__How to complete this task__. The records are to be reproduced verbatim.

--------

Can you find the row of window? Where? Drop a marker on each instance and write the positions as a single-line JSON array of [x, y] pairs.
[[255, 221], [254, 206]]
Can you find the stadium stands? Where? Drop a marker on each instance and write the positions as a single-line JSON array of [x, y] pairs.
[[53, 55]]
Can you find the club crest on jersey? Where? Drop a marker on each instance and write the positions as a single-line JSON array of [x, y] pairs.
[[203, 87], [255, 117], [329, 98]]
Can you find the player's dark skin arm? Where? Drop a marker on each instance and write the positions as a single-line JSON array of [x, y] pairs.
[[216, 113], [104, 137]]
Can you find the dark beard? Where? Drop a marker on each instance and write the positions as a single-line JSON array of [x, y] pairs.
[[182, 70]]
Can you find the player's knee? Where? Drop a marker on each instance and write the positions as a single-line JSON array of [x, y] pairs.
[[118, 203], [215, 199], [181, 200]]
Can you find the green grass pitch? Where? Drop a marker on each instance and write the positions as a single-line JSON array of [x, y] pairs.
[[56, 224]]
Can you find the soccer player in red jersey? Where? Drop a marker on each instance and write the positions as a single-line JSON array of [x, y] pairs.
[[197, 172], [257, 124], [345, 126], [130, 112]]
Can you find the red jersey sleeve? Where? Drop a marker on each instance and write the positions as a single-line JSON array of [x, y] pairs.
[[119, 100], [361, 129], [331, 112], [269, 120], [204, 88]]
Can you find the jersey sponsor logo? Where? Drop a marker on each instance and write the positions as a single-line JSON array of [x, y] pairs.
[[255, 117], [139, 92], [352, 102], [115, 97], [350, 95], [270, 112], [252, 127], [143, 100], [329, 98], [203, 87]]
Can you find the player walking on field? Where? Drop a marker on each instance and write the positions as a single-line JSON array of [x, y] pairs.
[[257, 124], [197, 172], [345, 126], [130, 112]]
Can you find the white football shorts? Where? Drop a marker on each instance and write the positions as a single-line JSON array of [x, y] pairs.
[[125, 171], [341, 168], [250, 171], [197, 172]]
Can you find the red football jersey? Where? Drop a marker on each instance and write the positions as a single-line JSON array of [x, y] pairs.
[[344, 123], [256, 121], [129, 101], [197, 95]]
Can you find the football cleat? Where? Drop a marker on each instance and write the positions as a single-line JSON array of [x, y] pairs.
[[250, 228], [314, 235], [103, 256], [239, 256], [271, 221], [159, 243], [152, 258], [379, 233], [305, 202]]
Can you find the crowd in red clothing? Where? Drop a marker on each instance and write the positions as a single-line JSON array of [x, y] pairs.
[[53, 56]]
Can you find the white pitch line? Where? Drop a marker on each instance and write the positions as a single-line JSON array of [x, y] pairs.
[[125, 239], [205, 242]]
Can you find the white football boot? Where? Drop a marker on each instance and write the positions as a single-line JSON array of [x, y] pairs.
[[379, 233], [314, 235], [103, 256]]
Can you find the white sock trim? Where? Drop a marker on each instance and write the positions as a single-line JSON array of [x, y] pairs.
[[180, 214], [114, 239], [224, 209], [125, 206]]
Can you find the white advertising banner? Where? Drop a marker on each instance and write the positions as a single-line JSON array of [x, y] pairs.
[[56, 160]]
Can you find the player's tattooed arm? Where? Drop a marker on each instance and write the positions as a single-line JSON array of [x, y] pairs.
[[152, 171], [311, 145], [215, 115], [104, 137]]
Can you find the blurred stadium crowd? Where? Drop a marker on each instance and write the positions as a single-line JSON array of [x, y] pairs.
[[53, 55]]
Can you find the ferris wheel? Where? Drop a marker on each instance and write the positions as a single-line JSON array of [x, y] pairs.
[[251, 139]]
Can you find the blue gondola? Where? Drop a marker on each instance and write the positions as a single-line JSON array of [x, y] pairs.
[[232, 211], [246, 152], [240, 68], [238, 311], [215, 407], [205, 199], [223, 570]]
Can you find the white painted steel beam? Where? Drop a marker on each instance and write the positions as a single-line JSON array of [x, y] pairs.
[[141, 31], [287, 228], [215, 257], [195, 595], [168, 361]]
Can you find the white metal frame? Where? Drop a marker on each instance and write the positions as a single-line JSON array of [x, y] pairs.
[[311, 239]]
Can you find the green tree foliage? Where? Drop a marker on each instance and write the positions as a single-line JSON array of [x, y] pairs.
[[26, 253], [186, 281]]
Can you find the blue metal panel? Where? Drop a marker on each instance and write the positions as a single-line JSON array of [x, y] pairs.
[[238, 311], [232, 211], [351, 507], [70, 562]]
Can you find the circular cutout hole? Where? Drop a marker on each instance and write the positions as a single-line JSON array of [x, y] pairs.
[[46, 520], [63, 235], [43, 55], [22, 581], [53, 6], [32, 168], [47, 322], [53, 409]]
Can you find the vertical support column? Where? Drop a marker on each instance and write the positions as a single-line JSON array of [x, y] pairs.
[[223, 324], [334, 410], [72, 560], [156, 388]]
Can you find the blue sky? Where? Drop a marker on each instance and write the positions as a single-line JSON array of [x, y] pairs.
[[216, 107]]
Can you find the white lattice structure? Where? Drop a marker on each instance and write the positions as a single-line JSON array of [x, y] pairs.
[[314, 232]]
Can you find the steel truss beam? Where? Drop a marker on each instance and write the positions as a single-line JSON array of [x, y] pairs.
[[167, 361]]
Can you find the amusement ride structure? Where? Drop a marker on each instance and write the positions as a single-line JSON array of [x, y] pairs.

--------

__Solution__.
Can you find the row of window? Where? Drop a marker on each instance and write the positions as a single-line JSON array of [x, y] pairs.
[[255, 221], [254, 206]]
Can you find the stadium stands? Where? Drop a marker on each instance and write the positions as a single-line JSON array of [x, y] pairs.
[[53, 55]]
Can you find the club crest on jersey? Where? Drop a marker on each instance and write the positions as a single-line JSON array of [x, y] pairs.
[[203, 87], [255, 117], [329, 98]]
Can you find the player's dark skin arm? Where? Drop a marker on each instance and write the positions as a single-line JSON array of [x, y] pairs.
[[216, 113], [104, 137]]
Can you find the dark beard? Where? Drop a marker on each instance and write the positions as a single-line JSON array of [x, y] pairs.
[[182, 70]]
Can you find the player's knee? Where? Drop a marker on each instance and write the positions as a single-line JSON array of [x, y] pairs.
[[118, 203], [215, 199], [181, 200]]
Can you find the green grass pitch? Where? Drop a marker on each instance and write the positions as a single-line JSON array of [x, y] pairs.
[[56, 224]]
Can you find the soccer player in red jersey? Where? Drop a marker on each instance and write the positions as a single-line JSON array of [x, y] pairs.
[[197, 172], [257, 124], [345, 126], [130, 112]]
Can you find the red jersey sleeve? Where? Drop a marker on each instance and write the positions as a single-line JSON array of [x, y] pairs.
[[119, 100], [361, 129], [331, 112], [269, 120], [204, 88]]
Can you find the jersey sponsor logo? Where? Drop a marker on each instance and write the positions as a single-line JSON array of [x, y] pairs.
[[255, 117], [139, 92], [352, 102], [115, 97], [350, 95], [270, 112], [252, 127], [143, 100], [329, 98], [203, 87]]
Can you find the player walking on field? Where? Drop a marker on each instance and write the positions as a single-line JSON array of [x, y] pairs.
[[257, 124], [197, 172], [345, 126], [130, 112]]
Can you find the white football shorts? Where? Drop a marker on each instance and write the positions as a single-line JSON array of [x, y] pairs.
[[125, 171], [341, 168], [250, 171], [197, 172]]
Can you find the red football jersey? Where? Drop a marker on each instance and write the positions as a single-line JSON array of [x, y] pairs.
[[344, 123], [256, 121], [129, 101], [197, 95]]
Can you find the football cleat? Where? Drop a marker on each instance and write the positions as a single-line JSON array of [x, y] pairs.
[[250, 228], [314, 235], [103, 256], [239, 256], [271, 221], [159, 243], [152, 258], [379, 233], [305, 202]]
Can you find the crowd in red clothing? Where? Drop a marker on each instance and write the positions as a single-line JSON array of [x, y] pairs.
[[53, 56]]
Can you find the white pitch line? Where? Drop a marker on each instance and write the positions as a single-line JSON array of [x, y] pairs.
[[125, 239], [205, 242]]
Can you find the white football boot? Where? Drop a marker on each instance and write the positions as a single-line JSON array of [x, y] pairs.
[[379, 233], [314, 235], [103, 256]]
Can you find the white sock trim? Where? Drop a marker on each instance and write the positions as a single-line JSON array of [x, y] pairs.
[[180, 214], [114, 239], [224, 209], [125, 206]]
Can you find the white advertising banner? Where? Drop a marker on each instance and write the positions as a single-line JSON array of [x, y] pairs.
[[56, 160]]
Can you find the player's tattooed arm? Where? Drop a marker on each instance and write the positions as a single-line JSON array of [x, y] pairs.
[[152, 171], [311, 145], [215, 115], [104, 137]]
Can you find the blurred stadium crowd? Where? Drop a marker on each instance and write the positions as a single-line JSON array of [x, y] pairs.
[[53, 55]]
Can you find the ferris wheel? Where? Drop a marker on each instance and write the positions as a single-line JSON array of [x, y] pairs.
[[251, 139]]
Can you find the blue gondola? Where? Drop a marker on each instance and write the positions as a single-line JSON array of [x, y] pairs.
[[232, 211], [246, 152], [240, 68], [238, 311], [215, 407], [205, 199], [223, 570]]
Can you find the white painted steel beam? Where? Drop a marker on each instance and write the positions as a single-line JSON array of [x, y] pairs.
[[141, 31], [287, 228], [215, 257], [195, 595], [168, 361]]
Can you find the white metal frame? Where? Drop a marker on each instance and write the positions as a single-line JSON array of [x, y] pairs.
[[311, 239]]
Can you find the green tree foliage? Where? Drop a marker on each instance and write the positions as a single-line JSON array of [x, y] pairs.
[[26, 253], [186, 281]]
Can you find the blue metal panel? Where? Drop a marker on each instance and write the positions as a single-line JSON array of [x, y] pairs.
[[238, 311], [232, 211], [351, 507], [70, 562]]
Can you find the circular cutout hole? Where? Drop a marker on each instance and write the positions as a single-line JSON array of [x, y] pairs.
[[46, 520], [63, 235], [43, 55], [22, 581], [53, 6], [32, 168], [47, 322], [53, 409]]
Can you find the vertical support column? Where? Drop a marker on each instance and write the positions as a single-line JSON array of [x, y] pairs.
[[223, 324], [334, 410], [72, 560], [156, 388]]
Can you find the blue sky? Where? Drop a marker on each instance and write the positions as a single-line JSON array of [x, y] pairs.
[[216, 107]]
Can you find the white lattice structure? Where? Drop a marker on each instance and write the positions as a single-line JSON array of [x, y] pairs.
[[314, 232]]
Can you find the steel truss beam? Where? Drop a marker on each instance and write the positions as a single-line JSON array of [x, y] pairs.
[[167, 361]]
Can you find the amusement ride structure? Where? Drop a marker on each instance and write the positions as a single-line JSON array of [x, y] pairs.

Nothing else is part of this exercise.